● Task requirements:
Write down each entry again, exactly as it reads.

[Location identification items]

————

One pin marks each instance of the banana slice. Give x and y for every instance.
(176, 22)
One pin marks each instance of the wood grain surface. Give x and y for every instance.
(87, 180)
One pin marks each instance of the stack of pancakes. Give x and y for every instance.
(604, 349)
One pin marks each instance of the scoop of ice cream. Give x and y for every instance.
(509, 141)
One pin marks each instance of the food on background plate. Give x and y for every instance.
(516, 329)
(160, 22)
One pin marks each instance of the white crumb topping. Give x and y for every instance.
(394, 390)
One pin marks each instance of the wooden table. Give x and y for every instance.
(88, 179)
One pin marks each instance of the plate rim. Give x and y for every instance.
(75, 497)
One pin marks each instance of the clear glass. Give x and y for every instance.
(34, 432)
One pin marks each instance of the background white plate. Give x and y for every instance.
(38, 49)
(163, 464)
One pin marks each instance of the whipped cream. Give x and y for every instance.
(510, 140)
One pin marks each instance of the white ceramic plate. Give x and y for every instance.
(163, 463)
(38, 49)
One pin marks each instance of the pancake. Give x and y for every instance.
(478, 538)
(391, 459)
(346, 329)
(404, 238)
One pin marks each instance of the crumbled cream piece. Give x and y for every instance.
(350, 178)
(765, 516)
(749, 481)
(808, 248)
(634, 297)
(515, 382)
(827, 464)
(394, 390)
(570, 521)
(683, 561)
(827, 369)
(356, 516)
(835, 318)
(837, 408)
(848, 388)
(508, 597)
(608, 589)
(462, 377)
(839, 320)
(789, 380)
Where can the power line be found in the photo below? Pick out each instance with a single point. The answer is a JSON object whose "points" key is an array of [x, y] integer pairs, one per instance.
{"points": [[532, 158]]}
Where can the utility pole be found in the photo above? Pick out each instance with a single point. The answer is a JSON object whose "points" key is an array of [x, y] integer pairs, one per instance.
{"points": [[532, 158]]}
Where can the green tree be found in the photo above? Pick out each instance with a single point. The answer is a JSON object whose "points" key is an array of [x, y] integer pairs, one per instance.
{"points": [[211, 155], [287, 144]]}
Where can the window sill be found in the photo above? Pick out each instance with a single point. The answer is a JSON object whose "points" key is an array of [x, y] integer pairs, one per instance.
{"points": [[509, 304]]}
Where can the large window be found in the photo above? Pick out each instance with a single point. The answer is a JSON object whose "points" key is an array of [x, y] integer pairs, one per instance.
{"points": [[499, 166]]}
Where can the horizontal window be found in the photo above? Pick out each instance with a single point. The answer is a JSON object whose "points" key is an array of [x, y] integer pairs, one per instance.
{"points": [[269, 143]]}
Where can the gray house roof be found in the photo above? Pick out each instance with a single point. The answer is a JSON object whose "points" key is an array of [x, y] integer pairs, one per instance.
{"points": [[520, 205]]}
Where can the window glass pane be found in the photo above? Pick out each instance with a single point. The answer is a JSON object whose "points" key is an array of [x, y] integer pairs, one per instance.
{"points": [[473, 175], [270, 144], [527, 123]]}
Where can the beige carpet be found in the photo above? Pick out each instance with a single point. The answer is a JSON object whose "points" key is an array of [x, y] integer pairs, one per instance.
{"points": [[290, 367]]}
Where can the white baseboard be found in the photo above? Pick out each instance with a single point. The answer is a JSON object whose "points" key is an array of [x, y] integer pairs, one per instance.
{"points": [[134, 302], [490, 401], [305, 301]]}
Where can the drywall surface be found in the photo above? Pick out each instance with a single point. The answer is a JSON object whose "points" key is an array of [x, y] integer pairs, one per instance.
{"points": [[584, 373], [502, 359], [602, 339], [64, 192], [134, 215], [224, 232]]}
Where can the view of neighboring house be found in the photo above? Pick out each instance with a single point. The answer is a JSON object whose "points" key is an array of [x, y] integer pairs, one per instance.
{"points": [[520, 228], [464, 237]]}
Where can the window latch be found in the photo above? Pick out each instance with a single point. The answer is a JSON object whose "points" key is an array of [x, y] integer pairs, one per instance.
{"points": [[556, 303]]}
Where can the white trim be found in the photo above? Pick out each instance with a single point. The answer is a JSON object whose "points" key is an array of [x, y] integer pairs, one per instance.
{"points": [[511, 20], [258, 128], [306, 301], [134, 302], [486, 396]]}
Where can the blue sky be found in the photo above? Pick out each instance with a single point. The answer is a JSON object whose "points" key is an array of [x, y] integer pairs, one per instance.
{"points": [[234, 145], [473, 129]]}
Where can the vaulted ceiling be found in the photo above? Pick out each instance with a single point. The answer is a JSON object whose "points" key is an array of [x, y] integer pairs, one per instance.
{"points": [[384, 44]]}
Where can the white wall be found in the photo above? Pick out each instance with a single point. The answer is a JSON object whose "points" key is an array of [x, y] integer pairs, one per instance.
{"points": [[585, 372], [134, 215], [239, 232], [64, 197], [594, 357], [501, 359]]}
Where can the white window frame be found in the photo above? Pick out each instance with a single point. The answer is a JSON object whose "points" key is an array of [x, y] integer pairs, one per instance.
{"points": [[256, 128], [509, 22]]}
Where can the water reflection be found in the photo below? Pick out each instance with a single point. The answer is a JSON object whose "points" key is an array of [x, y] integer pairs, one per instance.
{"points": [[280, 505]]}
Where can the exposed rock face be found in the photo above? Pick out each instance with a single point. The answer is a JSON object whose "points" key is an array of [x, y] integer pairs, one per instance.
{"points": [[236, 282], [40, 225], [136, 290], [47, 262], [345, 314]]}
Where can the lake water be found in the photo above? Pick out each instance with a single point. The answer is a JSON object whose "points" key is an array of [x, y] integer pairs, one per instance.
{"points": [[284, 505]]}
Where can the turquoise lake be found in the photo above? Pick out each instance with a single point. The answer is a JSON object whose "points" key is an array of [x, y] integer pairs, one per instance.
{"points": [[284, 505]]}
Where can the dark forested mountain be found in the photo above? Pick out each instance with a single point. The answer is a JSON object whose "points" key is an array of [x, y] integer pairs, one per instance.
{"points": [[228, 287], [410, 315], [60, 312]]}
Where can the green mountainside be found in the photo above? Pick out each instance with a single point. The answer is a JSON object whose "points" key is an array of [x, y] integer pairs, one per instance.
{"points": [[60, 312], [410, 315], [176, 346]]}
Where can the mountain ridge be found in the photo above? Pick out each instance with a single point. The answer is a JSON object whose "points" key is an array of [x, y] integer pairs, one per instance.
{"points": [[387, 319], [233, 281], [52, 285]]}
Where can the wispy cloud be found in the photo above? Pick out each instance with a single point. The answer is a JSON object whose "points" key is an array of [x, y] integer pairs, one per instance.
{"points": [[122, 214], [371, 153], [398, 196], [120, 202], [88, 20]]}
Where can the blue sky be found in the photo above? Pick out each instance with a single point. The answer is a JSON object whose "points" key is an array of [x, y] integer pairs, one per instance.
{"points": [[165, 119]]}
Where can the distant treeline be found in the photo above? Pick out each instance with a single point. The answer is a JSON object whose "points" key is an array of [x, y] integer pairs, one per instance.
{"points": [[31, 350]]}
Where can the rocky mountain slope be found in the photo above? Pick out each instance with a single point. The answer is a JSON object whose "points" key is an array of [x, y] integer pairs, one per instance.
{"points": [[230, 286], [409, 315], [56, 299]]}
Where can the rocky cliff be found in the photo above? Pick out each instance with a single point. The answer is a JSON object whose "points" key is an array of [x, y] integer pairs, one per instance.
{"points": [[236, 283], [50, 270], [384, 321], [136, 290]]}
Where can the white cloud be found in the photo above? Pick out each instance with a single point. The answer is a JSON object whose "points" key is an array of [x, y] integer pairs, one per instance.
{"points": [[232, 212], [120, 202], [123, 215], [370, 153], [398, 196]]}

————

● Solution to the problem:
One pin marks each instance of the banana slice. Give x and y for every instance.
(176, 22)
One pin marks each instance of the wood grain surface. Give x and y for every instance.
(87, 180)
One pin marks each instance of the stack of pancakes. Give x and y for every instance.
(604, 349)
One pin marks each instance of the scoop of ice cream. Give x and y for every instance.
(509, 141)
One pin marks each instance of the food on background plate. Give x and y for every instance.
(516, 329)
(160, 22)
One pin marks each instance of the white crumb topping. Give x and y for every instance.
(394, 390)
One pin marks each instance of the wooden table. Give x and y for every instance.
(88, 179)
One pin marks each instance of the plate rim. Give x and y for every instance.
(75, 497)
One pin marks each instance of the clear glass. Give x and y for every instance.
(34, 432)
One pin marks each instance of the background white plate. Give x and y for every instance.
(38, 49)
(163, 464)
One pin marks each instance of the whipped cream. Give x and y for every instance.
(510, 140)
One pin marks each instance of the white ceramic plate. Give x and y for every instance.
(163, 463)
(38, 49)
One pin marks each instance of the pancake. Give x and y for every instance.
(478, 538)
(391, 459)
(346, 329)
(404, 238)
One pin marks each instance of the crumbled cream piece. Give x and y for every instance.
(350, 178)
(765, 516)
(749, 481)
(808, 248)
(634, 297)
(515, 382)
(827, 464)
(394, 390)
(570, 521)
(683, 561)
(827, 369)
(356, 516)
(835, 318)
(837, 408)
(848, 388)
(508, 597)
(608, 589)
(462, 377)
(839, 320)
(789, 380)
Where can the power line be found in the photo below? Pick out each instance with a single point. The answer is a JSON object whose "points" key is an array of [x, y] integer pairs, one per instance.
{"points": [[532, 158]]}
Where can the utility pole be found in the photo above? Pick out each instance with a single point. The answer is a JSON object whose "points" key is an array of [x, y] integer pairs, one per instance.
{"points": [[532, 158]]}
Where can the green tree be found in the photo above? Pick out each instance with a single point. The answer is a JSON object whose "points" key is an array of [x, y] integer pairs, one per instance.
{"points": [[211, 155], [287, 144]]}
Where can the window sill be found in the photo above? Pick out each instance with a single point. The answer is a JSON object whose "points" key is an array of [x, y] integer pairs, one per instance.
{"points": [[509, 304]]}
Where can the large window be found in the photo above? Pick out each instance with a single point. The answer is a JSON object whose "points" key is an array of [x, y] integer pairs, one per instance.
{"points": [[499, 166]]}
Where can the horizontal window be found in the photo above? Pick out each instance with a single point. The answer is a JSON object whose "points" key is an array of [x, y] integer pairs, one per instance.
{"points": [[269, 143]]}
Where can the gray house roof be found in the photo above? Pick out each instance with a single point. The answer is a JSON object whose "points" key is an array of [x, y] integer pairs, one per instance.
{"points": [[520, 205]]}
Where can the window glass pane be found in the photo above? Pick out each instance with a single point. The answer is a JSON object whose "points" key is an array of [x, y] integer pairs, one per instance.
{"points": [[473, 175], [270, 144], [527, 123]]}
Where can the beige carpet be found in the photo above? Pick out each instance with a single point. The answer is a JSON object whose "points" key is an array of [x, y] integer pairs, one per instance.
{"points": [[290, 367]]}
Where can the white baseboard be found in the photo above? Pick out each instance with a single point. The answer is a JSON object whose "points" key is an array of [x, y] integer pairs, one per instance.
{"points": [[134, 302], [490, 401], [305, 301]]}
Where can the drywall surface be found in the photo above? Pick out each instance with a single point. The answer is a JSON object whose "points" key is an array of [x, y] integer pairs, one per instance.
{"points": [[584, 373], [502, 359], [602, 339], [64, 192], [134, 215], [224, 232]]}
Where can the view of neighboring house be found in the photo above? Pick out each instance with a single point. The answer is a JSON object whose "points" key is an array of [x, y] integer pairs, one per instance.
{"points": [[520, 228], [464, 237]]}
Where can the window latch be found in the photo above? Pick out each instance with a single point. The answer is a JSON object whose "points" key is an array of [x, y] integer pairs, one per instance.
{"points": [[556, 303]]}
Where can the white trim be found in the photo above? Pick out each instance with a single point. The answer is a JSON object whose "points" key is an array of [x, y] integer pairs, one per instance.
{"points": [[511, 20], [258, 128], [306, 301], [134, 302], [486, 396]]}
Where can the blue sky be found in the photo above? Pick out each instance with a single point. The answer is a JSON object whose "points" key is an array of [x, y] integer pairs, one per instance.
{"points": [[234, 145], [473, 129]]}
Where can the vaulted ceiling be found in the photo above? Pick out each instance with a single point. The answer is a JSON object whose "points" key is an array of [x, y] integer pairs, one per instance.
{"points": [[384, 44]]}
Where can the white wall be found in the photo above? Pick out each instance with a single point. The answer is a JSON object whose "points" key is an array of [x, y] integer pairs, one per instance.
{"points": [[585, 372], [134, 215], [239, 232], [64, 197], [594, 357], [501, 359]]}
Where can the white window frame be found in the photo above? Pick out each instance with a single point. The answer is a JSON object whose "points" key is an array of [x, y] integer pairs, one per instance.
{"points": [[256, 128], [509, 22]]}
Where can the water reflection be found in the photo below? Pick out each instance with a single point. The answer is a JSON object whose "points" key is an array of [x, y] integer pairs, one per instance.
{"points": [[280, 505]]}
Where can the exposed rock face be found in the photo above? Pick out each instance with a single point. The answer is a JSON object whose "points" key is an array of [x, y] integer pairs, one per instance.
{"points": [[236, 282], [40, 225], [136, 290], [47, 262], [345, 314]]}
Where can the lake water be found in the photo above? Pick out each instance with a single point. The answer is a JSON object whose "points" key is an array of [x, y] integer pairs, one per instance.
{"points": [[284, 505]]}
Where can the turquoise lake be found in the photo above? Pick out each instance with a single point. The answer is a JSON object whose "points" key is an array of [x, y] integer pairs, one per instance.
{"points": [[284, 505]]}
Where can the dark forested mountain be found in the photo above? Pick out each instance with a single point. The answer is a JSON object whose "points" key is an array of [x, y] integer pairs, one per instance.
{"points": [[228, 287], [410, 315], [60, 312]]}
Where can the green mountainside be found in the photo above? Pick out each instance with a single point. The answer is a JSON object whose "points" key is an array of [x, y] integer pairs, one per instance.
{"points": [[60, 312], [410, 315], [176, 346]]}
Where can the mountain ridge be found in the photo above? Pick out each instance with a single point. The answer is a JSON object whose "points" key is an array of [x, y] integer pairs, one per instance.
{"points": [[387, 319], [233, 281], [52, 285]]}
Where can the wispy cloud be found in the photo above? Pick out each instance with a single point. The answer is a JSON object whose "points" key is an array of [x, y] integer pairs, one per instance.
{"points": [[122, 214], [371, 153], [398, 196], [120, 202], [88, 20]]}
Where can the blue sky be found in the photo above? Pick out each instance with a single point. The answer is a JSON object whose "points" key is an array of [x, y] integer pairs, one per instance.
{"points": [[165, 119]]}
Where can the distant treeline be found in the photo above? Pick out each instance with a single point. The answer is a JSON object whose "points" key is an array of [x, y] integer pairs, one per instance.
{"points": [[31, 350]]}
Where can the rocky mountain slope be found in the photo above? Pick out each instance with a single point. The answer is a JSON object whose "points" key is an array of [x, y] integer pairs, one per instance.
{"points": [[230, 286], [409, 315], [56, 299]]}
Where can the rocky cliff be found in the photo above? Pick out each instance with a single point. The answer is a JSON object whose "points" key is an array of [x, y] integer pairs, one per instance.
{"points": [[236, 283], [50, 270], [384, 321], [136, 290]]}
Where can the white cloud be found in the photo above? Pick out each instance with a single point. The answer is a JSON object whose "points" key is an array of [x, y] integer pairs, one per instance.
{"points": [[232, 212], [120, 202], [123, 215], [370, 153], [398, 196]]}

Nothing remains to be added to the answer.